■ Stated task ■
The records below must be retyped exactly.

● ● ● ●

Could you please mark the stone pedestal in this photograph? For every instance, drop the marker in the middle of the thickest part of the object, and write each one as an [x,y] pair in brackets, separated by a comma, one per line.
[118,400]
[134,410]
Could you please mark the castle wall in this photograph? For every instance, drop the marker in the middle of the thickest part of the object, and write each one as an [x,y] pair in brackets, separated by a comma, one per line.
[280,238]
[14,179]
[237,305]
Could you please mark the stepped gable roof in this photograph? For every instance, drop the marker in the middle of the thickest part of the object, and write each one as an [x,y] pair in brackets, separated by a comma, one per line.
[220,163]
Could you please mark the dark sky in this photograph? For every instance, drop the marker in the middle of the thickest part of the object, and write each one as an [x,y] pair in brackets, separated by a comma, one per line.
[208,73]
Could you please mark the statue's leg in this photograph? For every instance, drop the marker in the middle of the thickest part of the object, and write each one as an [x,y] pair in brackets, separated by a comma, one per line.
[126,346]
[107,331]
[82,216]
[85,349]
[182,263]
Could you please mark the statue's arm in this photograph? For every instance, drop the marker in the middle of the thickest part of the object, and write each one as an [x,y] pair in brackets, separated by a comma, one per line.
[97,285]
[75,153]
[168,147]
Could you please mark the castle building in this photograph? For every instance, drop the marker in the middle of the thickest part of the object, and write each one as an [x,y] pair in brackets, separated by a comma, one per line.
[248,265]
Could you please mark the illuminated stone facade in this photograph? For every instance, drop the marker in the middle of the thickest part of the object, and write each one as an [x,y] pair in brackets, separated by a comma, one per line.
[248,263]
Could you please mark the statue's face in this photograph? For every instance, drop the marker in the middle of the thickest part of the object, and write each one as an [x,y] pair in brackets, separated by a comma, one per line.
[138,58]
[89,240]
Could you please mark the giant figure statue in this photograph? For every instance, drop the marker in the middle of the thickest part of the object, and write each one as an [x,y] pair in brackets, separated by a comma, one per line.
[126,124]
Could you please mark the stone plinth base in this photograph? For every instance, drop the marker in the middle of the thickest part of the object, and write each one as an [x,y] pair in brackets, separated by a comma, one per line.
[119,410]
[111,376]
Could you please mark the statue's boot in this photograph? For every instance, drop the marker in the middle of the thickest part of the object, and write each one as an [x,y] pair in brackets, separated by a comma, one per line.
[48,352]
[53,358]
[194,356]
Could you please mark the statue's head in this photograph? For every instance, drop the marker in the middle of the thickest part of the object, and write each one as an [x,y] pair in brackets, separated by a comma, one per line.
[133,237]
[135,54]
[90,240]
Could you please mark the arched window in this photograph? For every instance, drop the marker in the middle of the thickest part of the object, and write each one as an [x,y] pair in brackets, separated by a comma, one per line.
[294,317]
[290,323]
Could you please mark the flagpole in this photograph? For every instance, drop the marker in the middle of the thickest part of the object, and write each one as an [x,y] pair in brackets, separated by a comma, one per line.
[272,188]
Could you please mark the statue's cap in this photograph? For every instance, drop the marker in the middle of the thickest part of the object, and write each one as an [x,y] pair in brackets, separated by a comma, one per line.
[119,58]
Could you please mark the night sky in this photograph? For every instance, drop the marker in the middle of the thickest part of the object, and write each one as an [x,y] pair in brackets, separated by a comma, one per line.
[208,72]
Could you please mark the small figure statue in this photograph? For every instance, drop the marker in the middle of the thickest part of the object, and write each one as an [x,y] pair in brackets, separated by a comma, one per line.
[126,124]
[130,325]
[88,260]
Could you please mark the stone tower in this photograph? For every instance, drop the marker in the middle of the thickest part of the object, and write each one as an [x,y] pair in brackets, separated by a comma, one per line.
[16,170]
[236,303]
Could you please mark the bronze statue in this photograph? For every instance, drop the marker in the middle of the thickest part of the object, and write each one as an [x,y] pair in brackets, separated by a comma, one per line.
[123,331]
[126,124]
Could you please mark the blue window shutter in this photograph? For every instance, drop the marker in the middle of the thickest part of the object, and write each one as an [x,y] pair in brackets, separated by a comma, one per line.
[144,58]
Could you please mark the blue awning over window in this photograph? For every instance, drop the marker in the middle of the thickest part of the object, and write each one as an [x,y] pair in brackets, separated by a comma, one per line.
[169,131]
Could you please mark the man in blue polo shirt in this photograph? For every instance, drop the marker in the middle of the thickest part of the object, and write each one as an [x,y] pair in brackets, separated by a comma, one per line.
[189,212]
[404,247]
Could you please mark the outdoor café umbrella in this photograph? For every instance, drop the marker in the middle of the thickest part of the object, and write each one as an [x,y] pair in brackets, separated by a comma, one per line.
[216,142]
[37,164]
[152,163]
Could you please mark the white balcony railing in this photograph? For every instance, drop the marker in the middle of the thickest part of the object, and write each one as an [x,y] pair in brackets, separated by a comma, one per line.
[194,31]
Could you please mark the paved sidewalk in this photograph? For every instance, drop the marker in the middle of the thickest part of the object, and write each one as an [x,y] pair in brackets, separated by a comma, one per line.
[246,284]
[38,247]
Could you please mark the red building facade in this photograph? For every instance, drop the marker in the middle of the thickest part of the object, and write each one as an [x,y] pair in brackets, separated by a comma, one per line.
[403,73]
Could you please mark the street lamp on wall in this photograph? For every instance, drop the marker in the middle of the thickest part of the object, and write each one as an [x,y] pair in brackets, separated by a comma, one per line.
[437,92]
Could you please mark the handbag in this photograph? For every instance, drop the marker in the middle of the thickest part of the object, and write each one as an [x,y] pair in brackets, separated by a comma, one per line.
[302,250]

● ● ● ●

■ Task output ■
Could you please mark the stone pedestal in this photograph? For every instance, drop the marker in the middle of the thickest part of the object, and write each one as an [x,y] pair in brackets, separated by a comma, one per line.
[118,400]
[134,410]
Could you please mark the castle wall in this photograph? For every instance, drop the marker in the middle of the thickest part of the object, and write each one as an [x,y] pair in brackets, separated by a comma, one per line.
[280,238]
[14,179]
[237,305]
Could you please mark the stepped gable roof in this photograph? For every instance, drop the marker in the middle of the thickest part of the object, and write each one as an [x,y] pair in brackets, separated by a comma, one per line.
[220,163]
Could you please mark the dark sky in this photograph? For every instance, drop the marker in the middle of the thickest part of the object, and write each one as an [x,y] pair in brackets, separated by a comma, one per line.
[208,73]
Could you please mark the statue's leg in this photograph? For every instance, drop the marker in the middle of the thickest part of the object, and write each one as an [x,y] pair in brackets, separated by a comma, one per line.
[126,346]
[107,331]
[82,216]
[85,349]
[182,263]
Could you please mark the statue's arm in this photograph? For every instance, drop the marker in the middle of the thickest part of the object, and write each one as an [x,y] pair in brackets, separated by a comma, one per line.
[97,285]
[75,153]
[168,147]
Could you please mark the castle building in this photograph? For every instance, drop the marker in the middle of the thickest part of the object, and write each one as an [x,y] pair in brackets, separated by a comma, one per line.
[248,265]
Could you please mark the illuminated stone facade in this photograph? For every instance, drop the marker in the middle of the thickest part of the object, and write each one as an [x,y] pair in brackets, separated by a comma, one per line.
[248,263]
Could you please mark the statue's face in this photograph? For every instance, drop the marker in the middle of the thickest part of the object, and write each one as an [x,y] pair in brackets, separated by a comma, one per line.
[138,58]
[89,240]
Could you please mark the giant figure statue in this photograph? For every instance, drop the marker in the middle of the thickest part of the object, and write each one as an [x,y] pair in brackets, separated by a comma, one per line.
[126,124]
Could you please mark the stone plinth base in this photograph? For every instance, drop the marker in the middle of the thickest part of the object, and write each one as an [x,y] pair in brackets, separated by a comma, one per line.
[119,410]
[111,376]
Could you please mark the statue's boot in this photograph? For every instance, drop the marker in the middle of the thickest part of the object, and write each one as an [x,y] pair in brackets, separated by a comma, one per line.
[48,352]
[53,358]
[194,356]
Could you please mark the statue's head in this photograph? For every instance, drop the marker in the middle of the thickest part of the object, and write each one as an [x,y] pair in brackets, separated by a comma, one per line.
[133,237]
[135,54]
[90,240]
Could you please mark the arched window in this photograph? For every instance, drop the marker in the middle of the thickest part of the object, and write each one as an [x,y] pair in brackets, separated by a comma, one per line.
[294,317]
[290,323]
Could you please mark the flagpole in this photograph? For every instance, drop the marker in the middle of the thickest part of the object, and write each one as an [x,y] pair in brackets, separated by a comma, one per line.
[272,188]
Could you please mark the statue's cap in this photograph? For every instance, drop the marker in the middle of the thickest part of the object, and write each one as an [x,y] pair in brackets, separated by a comma, one per line.
[119,58]
Could you please mark the night sky in this photograph? For every instance, drop the marker in the middle of the thickest part of the object, and write each one as an [x,y] pair in brackets, separated by a comma, one per line.
[208,72]
Could you please mark the small figure statue in this photograph? For every instance, drop the marker in the middle of the thickest part of the object, and write each one as an [x,y] pair in brackets, separated by a comma, one per line.
[126,124]
[130,325]
[88,260]
Could you please mark the stone tower in this photograph? For every instance, drop the marker in the middle of the thickest part of the object, and write each one as an [x,y] pair in brackets, separated by a comma, one per line.
[16,170]
[236,303]
Could you please mark the bronze statue in this photograph? For every instance, drop the marker in the middle of the thickest part of the object, and write each one as an [x,y] pair in brackets, separated by a comma, one per line.
[123,331]
[126,124]
Could you please mark the blue window shutter in this photograph? For every instance, drop the marker in the middle of the thickest part of the object, and write each one as an [x,y] pair in brackets, separated by a comma, one per line.
[144,58]
Could you please mark the blue awning over window in this photograph? For every instance, drop the marker in the middle of the thickest part of the object, and write each one as an [x,y] pair in brackets, separated by a comma, one per line.
[169,131]
Could you please mark the man in blue polo shirt in this photograph? For every instance, drop the marker in the middle of the thickest part of the object, and write each one as an [x,y] pair in brackets, separated by a comma, one per line.
[189,212]
[404,247]
Could you please mark the outdoor café umbrella in this photograph? For every instance, drop the marker in the middle of the thickest part of the object, and write each one as an [x,y] pair in brackets, separated by a comma, one per line.
[216,142]
[37,164]
[152,163]
Could you please mark the white balcony railing in this photograph? For every instance, drop the marker in the middle of the thickest part of the object, and write each one as an [x,y] pair in brackets, separated by a comma, one per line.
[194,31]
Could you please mark the paved sidewalk in this photograph? For every instance, drop the marker in the middle of the thickest part of the object, and write each one as an [x,y] pair in brackets, separated by a comma, one per line.
[246,284]
[38,247]
Could you please mark the red building facade in this photograph? For every instance, drop the marker in the middle of the thickest part of the object, and write each one as an [x,y] pair in brackets, separated by a comma, one per line.
[403,73]
Could you please mark the street lamp on wall in this photograph? For every instance, drop the marker in the middle of the thickest part of the object, and write each one as an [x,y] pair in brackets, separated by a comma, one per line.
[437,92]
Could you please mark the handbag in this photograph? For every instance, drop the marker in the middle of the thickest part of the object, and write each one as an [x,y] pair in brackets, separated by a comma, one per line.
[302,250]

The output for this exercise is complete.